TASK DETAILS →
The expected output is each line in the data below that includes the string "Category".
BEGIN PROVIDED DATA
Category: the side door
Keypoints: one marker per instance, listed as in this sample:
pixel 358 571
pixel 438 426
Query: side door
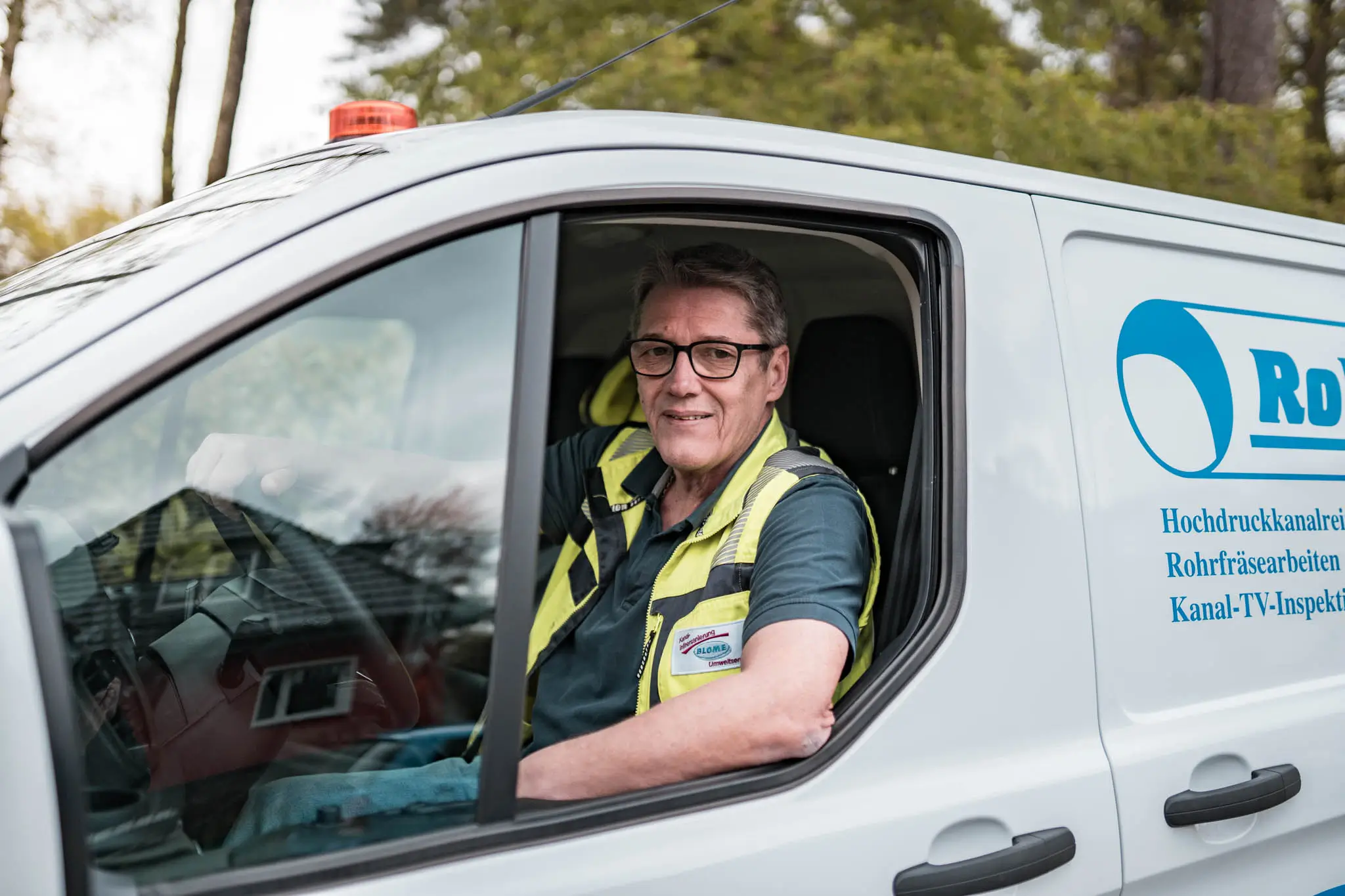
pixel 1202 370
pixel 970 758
END PROVIDED DATA
BEGIN PROVIDED DATA
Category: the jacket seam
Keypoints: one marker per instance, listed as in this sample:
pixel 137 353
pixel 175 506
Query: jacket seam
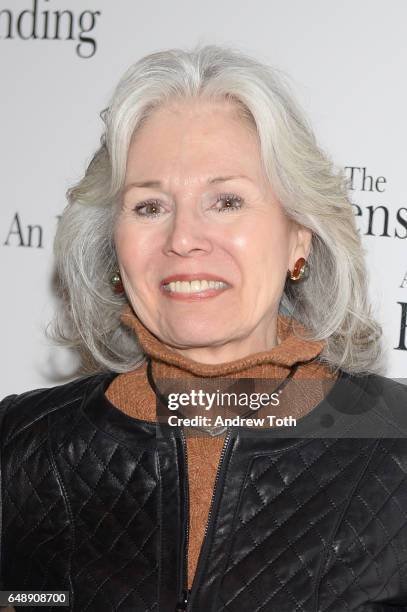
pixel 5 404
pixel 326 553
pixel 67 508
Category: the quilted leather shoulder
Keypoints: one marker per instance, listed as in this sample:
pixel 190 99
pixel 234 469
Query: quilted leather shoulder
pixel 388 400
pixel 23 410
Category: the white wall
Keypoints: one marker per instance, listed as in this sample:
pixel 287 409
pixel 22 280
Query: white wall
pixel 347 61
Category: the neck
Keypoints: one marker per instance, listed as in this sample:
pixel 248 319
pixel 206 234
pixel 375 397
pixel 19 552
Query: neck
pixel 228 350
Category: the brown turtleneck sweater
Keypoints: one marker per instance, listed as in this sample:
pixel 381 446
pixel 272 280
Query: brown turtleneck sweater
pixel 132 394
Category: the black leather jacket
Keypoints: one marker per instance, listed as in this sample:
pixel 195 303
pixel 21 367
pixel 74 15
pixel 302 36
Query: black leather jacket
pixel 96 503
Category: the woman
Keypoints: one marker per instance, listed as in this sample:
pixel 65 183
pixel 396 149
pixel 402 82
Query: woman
END PROVIDED DATA
EXERCISE RESULT →
Category: the side door
Category: the jacket seam
Category: the quilted leather shoulder
Category: the white wall
Category: the neck
Category: the brown turtleneck sweater
Category: the black leather jacket
Category: the woman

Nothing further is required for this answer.